::: DATA PROVIDED
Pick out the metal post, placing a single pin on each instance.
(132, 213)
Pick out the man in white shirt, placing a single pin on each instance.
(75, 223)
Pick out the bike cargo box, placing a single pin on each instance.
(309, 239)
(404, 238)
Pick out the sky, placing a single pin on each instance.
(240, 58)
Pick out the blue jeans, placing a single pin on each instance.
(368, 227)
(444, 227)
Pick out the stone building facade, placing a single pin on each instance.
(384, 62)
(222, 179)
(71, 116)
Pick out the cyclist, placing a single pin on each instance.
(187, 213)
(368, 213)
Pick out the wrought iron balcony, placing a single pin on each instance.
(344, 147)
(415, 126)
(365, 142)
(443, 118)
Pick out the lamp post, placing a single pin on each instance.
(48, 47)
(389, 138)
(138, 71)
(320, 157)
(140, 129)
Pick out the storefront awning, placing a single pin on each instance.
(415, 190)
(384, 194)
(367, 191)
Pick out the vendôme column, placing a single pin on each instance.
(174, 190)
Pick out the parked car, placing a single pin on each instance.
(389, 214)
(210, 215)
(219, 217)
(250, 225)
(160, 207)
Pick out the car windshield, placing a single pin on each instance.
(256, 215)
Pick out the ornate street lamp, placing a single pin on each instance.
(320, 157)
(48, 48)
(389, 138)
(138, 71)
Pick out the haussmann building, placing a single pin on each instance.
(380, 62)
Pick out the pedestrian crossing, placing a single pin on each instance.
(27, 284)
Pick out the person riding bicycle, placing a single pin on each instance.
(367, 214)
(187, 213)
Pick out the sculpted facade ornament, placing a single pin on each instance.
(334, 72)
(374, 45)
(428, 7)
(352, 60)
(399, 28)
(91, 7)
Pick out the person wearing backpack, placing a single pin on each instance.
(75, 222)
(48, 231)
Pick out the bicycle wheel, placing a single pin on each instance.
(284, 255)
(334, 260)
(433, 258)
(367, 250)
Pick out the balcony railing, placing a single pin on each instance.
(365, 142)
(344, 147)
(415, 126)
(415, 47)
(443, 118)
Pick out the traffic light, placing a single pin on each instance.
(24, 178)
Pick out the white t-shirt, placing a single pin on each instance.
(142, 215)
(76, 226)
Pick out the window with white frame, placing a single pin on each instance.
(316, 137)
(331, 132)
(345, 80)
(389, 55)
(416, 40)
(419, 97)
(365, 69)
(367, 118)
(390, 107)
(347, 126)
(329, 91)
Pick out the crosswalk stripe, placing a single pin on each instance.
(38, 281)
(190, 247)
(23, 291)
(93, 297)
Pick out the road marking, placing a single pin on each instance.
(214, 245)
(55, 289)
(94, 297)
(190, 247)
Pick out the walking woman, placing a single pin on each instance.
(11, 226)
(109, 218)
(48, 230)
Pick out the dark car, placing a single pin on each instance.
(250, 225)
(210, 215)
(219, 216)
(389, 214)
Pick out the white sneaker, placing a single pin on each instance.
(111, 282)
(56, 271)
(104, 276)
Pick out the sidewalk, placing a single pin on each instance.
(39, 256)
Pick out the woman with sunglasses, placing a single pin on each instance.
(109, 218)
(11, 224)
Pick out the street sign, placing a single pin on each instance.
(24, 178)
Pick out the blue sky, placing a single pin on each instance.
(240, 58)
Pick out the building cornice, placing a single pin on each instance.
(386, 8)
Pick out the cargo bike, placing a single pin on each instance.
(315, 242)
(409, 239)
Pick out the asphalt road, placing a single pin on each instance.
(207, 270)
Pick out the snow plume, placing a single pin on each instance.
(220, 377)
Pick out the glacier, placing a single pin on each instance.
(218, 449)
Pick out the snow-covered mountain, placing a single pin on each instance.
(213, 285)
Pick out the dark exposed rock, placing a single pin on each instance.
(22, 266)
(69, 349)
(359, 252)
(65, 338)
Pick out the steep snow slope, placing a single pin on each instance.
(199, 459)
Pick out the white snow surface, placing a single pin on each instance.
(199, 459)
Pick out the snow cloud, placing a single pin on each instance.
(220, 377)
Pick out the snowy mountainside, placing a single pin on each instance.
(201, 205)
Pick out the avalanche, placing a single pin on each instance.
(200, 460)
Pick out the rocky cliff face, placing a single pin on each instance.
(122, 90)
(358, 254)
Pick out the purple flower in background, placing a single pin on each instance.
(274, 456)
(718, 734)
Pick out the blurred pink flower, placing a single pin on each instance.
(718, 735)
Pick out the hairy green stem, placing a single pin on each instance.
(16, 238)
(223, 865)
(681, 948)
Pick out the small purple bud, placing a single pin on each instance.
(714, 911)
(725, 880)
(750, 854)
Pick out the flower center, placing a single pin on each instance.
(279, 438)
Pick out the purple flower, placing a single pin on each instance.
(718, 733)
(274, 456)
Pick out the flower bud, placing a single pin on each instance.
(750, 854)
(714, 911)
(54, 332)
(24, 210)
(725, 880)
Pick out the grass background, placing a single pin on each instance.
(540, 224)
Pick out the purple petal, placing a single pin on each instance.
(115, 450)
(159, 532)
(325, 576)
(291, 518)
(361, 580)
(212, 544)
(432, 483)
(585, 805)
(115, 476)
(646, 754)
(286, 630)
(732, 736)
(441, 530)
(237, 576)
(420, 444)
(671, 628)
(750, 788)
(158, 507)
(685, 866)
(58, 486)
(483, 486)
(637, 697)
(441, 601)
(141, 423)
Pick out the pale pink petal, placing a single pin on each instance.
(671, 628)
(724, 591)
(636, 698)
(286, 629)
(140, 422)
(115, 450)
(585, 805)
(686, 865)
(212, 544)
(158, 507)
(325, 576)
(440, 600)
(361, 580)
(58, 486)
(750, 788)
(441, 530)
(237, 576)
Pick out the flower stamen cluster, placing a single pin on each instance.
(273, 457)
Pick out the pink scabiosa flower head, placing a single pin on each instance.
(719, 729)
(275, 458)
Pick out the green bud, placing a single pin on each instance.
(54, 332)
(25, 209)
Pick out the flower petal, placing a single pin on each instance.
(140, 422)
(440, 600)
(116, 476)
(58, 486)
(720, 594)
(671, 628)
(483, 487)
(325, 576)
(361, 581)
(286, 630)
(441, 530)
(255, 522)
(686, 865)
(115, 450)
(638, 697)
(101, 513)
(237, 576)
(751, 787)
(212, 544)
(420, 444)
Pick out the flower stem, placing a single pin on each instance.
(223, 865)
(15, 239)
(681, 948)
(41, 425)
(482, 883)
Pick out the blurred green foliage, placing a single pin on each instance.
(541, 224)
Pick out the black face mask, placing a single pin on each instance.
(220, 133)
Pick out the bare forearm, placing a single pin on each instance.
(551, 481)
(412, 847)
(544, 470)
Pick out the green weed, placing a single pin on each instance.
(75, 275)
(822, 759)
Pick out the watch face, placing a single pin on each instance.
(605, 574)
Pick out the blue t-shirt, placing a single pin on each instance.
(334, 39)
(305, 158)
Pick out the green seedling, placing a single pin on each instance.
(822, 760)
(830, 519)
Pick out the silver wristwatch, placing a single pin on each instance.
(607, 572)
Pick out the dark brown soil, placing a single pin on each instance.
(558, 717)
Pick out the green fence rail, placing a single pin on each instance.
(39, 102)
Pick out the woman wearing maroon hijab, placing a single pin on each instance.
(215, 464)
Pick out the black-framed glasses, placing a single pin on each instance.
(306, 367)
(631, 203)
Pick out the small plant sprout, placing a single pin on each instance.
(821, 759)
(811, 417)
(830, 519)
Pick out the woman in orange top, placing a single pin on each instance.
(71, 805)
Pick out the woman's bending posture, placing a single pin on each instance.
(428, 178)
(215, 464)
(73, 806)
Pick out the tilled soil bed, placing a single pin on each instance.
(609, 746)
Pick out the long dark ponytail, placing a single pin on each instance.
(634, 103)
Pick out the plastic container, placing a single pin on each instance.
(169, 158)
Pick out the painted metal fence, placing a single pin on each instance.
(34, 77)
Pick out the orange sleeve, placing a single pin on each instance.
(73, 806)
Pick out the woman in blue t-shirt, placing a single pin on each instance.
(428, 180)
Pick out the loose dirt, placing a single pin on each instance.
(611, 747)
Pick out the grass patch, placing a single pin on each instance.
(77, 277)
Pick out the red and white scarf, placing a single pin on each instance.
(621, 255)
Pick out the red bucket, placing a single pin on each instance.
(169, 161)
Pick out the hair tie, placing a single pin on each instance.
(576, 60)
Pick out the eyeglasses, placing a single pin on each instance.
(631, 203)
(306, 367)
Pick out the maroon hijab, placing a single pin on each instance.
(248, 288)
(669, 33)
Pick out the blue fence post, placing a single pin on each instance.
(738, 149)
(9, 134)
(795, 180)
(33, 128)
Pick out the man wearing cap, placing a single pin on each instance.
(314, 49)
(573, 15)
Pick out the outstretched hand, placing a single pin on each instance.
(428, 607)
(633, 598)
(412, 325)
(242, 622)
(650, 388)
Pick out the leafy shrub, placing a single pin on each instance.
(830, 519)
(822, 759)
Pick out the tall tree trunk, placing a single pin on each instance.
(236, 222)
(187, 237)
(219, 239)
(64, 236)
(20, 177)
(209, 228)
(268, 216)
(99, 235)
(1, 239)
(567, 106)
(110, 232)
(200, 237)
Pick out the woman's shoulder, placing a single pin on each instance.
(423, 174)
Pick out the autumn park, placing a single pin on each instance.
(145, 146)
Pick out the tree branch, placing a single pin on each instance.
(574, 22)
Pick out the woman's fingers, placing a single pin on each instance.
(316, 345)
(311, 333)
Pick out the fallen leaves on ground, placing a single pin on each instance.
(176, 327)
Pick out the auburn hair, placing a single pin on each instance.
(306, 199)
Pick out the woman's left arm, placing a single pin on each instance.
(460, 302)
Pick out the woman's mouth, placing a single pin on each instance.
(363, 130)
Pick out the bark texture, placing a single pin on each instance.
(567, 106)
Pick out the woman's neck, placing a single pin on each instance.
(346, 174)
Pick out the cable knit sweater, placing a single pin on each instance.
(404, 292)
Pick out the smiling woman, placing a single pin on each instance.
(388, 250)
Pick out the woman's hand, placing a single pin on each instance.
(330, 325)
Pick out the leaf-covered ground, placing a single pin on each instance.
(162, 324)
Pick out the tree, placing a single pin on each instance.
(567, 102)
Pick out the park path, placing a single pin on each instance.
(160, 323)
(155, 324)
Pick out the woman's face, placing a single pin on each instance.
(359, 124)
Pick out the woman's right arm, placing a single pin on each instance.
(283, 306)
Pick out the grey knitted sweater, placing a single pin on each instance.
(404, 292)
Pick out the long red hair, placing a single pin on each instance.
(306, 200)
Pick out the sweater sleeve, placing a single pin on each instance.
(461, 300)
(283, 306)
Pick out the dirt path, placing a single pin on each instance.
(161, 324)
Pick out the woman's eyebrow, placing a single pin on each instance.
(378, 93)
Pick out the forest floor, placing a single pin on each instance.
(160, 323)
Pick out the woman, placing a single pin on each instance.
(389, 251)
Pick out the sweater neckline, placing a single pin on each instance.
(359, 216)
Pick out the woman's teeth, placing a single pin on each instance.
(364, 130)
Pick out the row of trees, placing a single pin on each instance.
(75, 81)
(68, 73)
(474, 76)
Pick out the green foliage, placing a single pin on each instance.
::::::
INSTRUCTIONS FOR THE TASK =
Quote every line from the line containing "Pick out the woman's fingers, placing" through the closing line of the listing, including both.

TASK RESPONSE =
Pick out the woman's fingers, placing a single pin on each instance.
(316, 345)
(311, 333)
Pick out the fallen leaves on ground, placing a single pin on each instance.
(176, 327)
Pick out the auburn hair, placing a single pin on each instance.
(306, 199)
Pick out the woman's left arm, placing a single pin on each instance.
(460, 302)
Pick out the woman's mouth, placing a single pin on each instance.
(363, 130)
Pick out the bark texture, placing a single pin on each instance.
(567, 106)
Pick out the woman's neck, placing a single pin on each instance.
(346, 174)
Pick out the cable knit sweater, placing a single pin on each instance.
(404, 292)
Pick out the smiling woman, placing a single pin on each instance.
(388, 250)
Pick out the woman's hand, placing a single pin on each instance.
(330, 325)
Pick out the leaf-covered ground, placing a single pin on each instance.
(162, 324)
Pick out the tree, placing a single pin on each instance.
(567, 102)
Pick out the park path, placing a single pin on each instance.
(160, 323)
(155, 324)
Pick out the woman's face, placing a single pin on each instance.
(359, 124)
Pick out the woman's right arm, placing a single pin on each instance.
(283, 306)
Pick out the grey knitted sweater, placing a single pin on each instance.
(404, 292)
Pick out the long red hair, placing a single pin on each instance.
(306, 200)
Pick out the sweater sleeve, placing a single pin on each instance.
(461, 300)
(283, 306)
Pick out the dirt path, placing a single pin on each instance.
(161, 324)
Pick out the woman's eyebrow, placing a single pin on each instance.
(378, 93)
Pick out the forest floor, placing a single pin on each instance.
(160, 323)
Pick out the woman, placing a single pin on each instance.
(389, 251)
Pick out the sweater neckline, placing a single pin on each instance.
(359, 216)
Pick out the woman's teeth, placing a single pin on each instance.
(364, 130)
Pick out the row of trees, placing a single pin on each instance.
(75, 81)
(68, 73)
(474, 76)
Pick out the green foliage, placing a single pin on each instance.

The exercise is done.